In the entries below, find the line with "If you could point to the chair seat in" and the line with "If you could point to the ceiling in". Reproduce those two lines and every line between them exactly, and nothing more.

═══ Material for this task ═══

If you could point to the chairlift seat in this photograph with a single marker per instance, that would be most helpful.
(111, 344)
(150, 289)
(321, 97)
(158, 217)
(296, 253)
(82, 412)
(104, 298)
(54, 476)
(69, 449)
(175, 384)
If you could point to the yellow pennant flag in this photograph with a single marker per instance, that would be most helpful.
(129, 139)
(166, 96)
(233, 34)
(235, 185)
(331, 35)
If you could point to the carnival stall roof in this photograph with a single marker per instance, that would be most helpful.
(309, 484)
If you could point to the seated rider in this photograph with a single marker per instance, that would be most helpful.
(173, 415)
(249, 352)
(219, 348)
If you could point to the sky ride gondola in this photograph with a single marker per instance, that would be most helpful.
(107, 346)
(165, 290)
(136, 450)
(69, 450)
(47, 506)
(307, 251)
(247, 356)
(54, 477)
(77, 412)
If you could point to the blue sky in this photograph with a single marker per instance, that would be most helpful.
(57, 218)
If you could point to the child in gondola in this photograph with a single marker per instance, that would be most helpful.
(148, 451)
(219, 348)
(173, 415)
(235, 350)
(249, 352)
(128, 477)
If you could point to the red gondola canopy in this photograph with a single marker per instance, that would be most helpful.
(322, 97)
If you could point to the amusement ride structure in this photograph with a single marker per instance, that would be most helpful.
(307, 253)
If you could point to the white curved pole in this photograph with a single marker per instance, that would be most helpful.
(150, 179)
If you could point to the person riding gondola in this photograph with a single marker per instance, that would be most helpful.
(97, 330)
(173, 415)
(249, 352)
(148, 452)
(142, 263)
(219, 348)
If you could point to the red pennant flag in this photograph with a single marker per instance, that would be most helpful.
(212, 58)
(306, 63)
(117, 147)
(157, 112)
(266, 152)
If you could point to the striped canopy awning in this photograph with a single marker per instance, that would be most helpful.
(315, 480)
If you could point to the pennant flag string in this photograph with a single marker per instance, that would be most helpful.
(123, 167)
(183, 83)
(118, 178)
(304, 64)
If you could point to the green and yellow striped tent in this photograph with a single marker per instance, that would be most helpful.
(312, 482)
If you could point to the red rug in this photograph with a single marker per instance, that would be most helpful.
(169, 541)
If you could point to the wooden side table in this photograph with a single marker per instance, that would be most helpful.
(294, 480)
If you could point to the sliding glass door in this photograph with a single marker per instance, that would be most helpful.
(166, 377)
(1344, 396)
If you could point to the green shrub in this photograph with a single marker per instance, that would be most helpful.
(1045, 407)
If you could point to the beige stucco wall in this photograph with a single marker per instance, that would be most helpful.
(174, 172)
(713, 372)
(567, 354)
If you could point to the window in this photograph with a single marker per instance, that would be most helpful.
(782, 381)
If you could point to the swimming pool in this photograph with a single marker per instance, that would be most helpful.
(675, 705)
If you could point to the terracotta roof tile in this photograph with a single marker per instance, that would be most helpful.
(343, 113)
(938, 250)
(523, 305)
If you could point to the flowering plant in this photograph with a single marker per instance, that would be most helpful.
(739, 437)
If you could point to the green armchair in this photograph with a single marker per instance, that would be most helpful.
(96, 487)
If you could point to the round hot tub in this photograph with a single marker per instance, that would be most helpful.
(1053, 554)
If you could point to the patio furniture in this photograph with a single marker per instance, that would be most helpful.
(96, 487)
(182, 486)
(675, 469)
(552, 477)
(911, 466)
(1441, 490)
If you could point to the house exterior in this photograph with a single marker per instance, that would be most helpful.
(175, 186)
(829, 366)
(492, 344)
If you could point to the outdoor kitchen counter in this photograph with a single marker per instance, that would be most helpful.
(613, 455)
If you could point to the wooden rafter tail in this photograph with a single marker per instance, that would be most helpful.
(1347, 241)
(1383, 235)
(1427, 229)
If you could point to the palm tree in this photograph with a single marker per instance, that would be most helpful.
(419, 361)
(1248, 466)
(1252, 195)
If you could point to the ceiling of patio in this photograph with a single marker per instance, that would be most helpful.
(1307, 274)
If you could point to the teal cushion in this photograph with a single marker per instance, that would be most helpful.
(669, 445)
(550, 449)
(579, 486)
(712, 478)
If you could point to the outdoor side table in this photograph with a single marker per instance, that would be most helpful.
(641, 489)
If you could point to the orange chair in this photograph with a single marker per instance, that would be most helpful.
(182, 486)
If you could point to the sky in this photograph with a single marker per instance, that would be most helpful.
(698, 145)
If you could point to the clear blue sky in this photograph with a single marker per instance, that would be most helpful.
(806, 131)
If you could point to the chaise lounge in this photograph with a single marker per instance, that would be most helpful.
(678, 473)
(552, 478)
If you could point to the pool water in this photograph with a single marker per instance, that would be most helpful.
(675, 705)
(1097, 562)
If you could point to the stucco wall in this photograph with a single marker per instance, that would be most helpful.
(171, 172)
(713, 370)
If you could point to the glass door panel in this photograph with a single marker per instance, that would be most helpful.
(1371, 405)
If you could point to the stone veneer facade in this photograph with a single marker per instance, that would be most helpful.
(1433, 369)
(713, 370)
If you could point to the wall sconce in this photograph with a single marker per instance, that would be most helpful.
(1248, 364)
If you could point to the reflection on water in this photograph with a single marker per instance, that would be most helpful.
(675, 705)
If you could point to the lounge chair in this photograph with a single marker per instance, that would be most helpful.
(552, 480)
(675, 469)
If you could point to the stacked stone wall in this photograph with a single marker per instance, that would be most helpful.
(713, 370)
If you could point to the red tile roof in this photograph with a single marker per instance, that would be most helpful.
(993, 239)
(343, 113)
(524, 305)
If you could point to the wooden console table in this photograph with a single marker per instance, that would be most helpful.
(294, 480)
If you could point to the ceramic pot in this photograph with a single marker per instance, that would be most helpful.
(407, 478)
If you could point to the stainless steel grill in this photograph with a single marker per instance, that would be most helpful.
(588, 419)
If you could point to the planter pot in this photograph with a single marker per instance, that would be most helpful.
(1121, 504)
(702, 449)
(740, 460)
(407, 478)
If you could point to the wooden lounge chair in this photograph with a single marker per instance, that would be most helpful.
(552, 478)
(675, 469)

═══
═══ Material for this task ═══

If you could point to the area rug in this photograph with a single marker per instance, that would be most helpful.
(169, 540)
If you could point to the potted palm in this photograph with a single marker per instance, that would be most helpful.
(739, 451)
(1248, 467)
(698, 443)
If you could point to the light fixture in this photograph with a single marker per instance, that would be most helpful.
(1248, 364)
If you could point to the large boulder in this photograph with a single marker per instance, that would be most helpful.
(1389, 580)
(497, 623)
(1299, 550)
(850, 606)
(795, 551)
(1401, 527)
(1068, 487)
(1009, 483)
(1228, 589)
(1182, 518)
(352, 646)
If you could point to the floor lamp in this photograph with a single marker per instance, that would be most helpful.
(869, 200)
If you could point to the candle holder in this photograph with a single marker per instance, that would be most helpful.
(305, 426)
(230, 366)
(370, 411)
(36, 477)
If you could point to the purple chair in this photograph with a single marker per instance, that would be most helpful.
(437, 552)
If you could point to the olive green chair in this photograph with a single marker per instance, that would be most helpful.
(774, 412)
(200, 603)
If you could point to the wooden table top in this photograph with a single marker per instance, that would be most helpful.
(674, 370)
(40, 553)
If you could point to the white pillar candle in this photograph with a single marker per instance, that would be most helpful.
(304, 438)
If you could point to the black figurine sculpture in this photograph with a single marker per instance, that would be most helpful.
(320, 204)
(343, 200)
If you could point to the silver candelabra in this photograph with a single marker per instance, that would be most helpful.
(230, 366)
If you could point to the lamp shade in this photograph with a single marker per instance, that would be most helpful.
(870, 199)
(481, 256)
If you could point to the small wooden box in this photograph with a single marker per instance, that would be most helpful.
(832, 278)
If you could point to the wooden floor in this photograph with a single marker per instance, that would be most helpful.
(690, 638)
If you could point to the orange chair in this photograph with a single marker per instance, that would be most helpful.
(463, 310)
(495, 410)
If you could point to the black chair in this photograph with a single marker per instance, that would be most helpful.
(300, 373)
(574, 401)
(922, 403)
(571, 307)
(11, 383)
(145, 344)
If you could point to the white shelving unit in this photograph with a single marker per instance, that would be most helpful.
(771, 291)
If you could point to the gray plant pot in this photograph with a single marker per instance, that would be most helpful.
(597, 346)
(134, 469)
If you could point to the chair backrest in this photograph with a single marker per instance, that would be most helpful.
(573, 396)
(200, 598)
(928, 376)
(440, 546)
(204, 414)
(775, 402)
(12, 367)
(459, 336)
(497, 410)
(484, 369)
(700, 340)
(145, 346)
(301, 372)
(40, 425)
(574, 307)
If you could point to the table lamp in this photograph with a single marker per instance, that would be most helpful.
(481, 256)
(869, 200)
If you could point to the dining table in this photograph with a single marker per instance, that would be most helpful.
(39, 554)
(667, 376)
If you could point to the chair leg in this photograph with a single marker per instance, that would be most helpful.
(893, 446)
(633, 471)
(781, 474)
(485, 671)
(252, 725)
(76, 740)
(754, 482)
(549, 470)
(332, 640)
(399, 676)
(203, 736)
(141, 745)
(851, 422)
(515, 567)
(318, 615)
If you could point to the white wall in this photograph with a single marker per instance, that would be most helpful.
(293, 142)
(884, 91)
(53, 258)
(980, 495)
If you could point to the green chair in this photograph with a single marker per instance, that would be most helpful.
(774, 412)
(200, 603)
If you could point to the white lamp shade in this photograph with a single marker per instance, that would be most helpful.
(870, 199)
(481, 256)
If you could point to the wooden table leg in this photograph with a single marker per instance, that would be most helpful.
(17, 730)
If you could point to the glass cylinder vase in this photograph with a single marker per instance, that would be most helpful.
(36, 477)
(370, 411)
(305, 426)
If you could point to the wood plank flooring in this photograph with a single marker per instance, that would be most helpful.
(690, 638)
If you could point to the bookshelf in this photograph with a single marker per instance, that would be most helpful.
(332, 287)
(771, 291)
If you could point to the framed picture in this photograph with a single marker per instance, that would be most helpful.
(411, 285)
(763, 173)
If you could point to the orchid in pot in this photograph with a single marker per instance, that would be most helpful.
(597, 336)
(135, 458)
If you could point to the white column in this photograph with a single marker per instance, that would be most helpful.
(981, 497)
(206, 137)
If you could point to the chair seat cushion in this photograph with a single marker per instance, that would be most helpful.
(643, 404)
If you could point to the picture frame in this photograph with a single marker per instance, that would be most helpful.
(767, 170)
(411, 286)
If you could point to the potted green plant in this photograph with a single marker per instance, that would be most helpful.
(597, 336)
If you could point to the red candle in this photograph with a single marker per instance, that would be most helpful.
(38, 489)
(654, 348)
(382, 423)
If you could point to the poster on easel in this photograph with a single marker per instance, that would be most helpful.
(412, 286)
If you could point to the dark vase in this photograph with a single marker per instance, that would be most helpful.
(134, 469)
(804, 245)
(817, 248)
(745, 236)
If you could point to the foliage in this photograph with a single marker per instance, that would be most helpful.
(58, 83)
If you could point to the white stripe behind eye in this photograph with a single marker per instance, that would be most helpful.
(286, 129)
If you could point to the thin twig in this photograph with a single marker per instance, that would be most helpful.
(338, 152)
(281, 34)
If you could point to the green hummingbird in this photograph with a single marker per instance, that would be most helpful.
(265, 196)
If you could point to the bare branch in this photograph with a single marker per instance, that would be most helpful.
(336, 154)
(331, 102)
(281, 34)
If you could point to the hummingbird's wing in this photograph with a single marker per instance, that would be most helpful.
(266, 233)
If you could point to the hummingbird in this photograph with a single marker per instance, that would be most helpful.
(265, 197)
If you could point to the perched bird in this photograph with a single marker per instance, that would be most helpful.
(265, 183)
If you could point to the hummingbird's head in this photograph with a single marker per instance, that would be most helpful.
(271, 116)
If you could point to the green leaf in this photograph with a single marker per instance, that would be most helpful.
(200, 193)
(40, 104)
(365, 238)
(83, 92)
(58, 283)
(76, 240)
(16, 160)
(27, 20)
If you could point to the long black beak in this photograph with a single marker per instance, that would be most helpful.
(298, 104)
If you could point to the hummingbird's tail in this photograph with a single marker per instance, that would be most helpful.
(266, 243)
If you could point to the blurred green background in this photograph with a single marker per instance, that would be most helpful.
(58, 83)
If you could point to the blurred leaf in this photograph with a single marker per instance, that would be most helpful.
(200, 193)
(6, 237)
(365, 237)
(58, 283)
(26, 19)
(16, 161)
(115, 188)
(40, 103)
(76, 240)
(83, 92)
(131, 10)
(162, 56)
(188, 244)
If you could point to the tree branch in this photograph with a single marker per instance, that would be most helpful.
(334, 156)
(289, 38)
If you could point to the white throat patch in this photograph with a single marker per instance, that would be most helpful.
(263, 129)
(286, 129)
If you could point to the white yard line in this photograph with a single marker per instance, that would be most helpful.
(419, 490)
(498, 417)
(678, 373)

═══
═══ Material for this task ═══

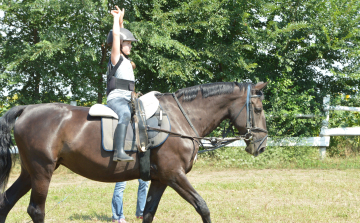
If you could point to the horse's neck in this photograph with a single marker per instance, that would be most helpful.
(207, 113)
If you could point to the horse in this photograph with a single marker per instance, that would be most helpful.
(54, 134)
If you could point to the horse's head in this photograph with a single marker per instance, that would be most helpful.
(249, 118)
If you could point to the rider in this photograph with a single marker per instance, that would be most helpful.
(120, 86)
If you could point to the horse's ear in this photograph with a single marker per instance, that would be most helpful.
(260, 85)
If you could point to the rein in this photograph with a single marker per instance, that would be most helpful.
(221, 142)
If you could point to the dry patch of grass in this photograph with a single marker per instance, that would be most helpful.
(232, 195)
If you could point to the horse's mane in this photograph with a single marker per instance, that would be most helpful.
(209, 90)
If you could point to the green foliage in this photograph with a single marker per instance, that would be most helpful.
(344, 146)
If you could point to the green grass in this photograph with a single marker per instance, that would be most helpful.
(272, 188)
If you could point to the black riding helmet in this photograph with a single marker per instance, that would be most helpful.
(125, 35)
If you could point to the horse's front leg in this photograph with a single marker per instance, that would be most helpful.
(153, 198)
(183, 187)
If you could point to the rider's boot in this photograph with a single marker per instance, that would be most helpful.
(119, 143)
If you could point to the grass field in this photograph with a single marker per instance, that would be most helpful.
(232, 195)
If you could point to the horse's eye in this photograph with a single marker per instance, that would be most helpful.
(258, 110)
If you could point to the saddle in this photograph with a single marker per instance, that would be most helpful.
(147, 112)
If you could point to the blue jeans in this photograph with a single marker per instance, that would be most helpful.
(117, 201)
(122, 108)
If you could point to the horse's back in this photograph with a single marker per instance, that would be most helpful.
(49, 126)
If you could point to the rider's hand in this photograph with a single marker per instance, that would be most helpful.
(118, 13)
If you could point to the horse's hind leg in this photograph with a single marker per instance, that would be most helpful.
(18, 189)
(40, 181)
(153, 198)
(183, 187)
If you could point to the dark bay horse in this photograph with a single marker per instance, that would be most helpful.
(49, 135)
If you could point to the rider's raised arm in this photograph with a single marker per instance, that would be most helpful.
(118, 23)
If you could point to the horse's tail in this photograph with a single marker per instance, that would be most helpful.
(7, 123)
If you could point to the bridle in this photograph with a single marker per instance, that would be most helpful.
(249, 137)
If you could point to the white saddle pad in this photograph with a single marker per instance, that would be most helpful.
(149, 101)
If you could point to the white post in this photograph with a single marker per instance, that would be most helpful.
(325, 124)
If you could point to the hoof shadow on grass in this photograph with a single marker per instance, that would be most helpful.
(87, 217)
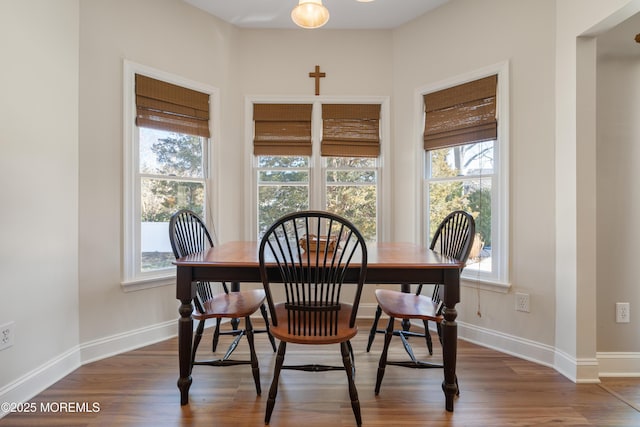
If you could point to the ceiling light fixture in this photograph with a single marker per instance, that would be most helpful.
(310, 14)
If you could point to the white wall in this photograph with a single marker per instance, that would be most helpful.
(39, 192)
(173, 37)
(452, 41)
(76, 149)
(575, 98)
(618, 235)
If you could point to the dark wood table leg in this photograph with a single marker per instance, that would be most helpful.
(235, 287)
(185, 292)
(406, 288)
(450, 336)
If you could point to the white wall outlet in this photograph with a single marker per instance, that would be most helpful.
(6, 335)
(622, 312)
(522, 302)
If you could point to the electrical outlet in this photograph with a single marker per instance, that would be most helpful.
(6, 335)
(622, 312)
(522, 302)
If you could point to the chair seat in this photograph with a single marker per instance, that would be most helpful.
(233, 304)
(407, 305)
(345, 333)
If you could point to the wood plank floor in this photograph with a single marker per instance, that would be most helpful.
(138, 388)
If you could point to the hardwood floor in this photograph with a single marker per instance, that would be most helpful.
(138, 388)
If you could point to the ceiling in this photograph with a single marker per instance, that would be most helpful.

═══

# Answer for this exercise:
If you could point to the chair seat in this photograph with a single marker per instance, that would be most helpful.
(233, 304)
(407, 305)
(345, 333)
If you could point to the wood plank floor in this photograph with a single marker per instance, that would be most helpful.
(138, 388)
If you could point to the hardwood floor in this photograph with a single marker per instance, that would be most helpful.
(138, 388)
If you could point to the ceiling in this photograph with a single marker per instance, that would be most helpful.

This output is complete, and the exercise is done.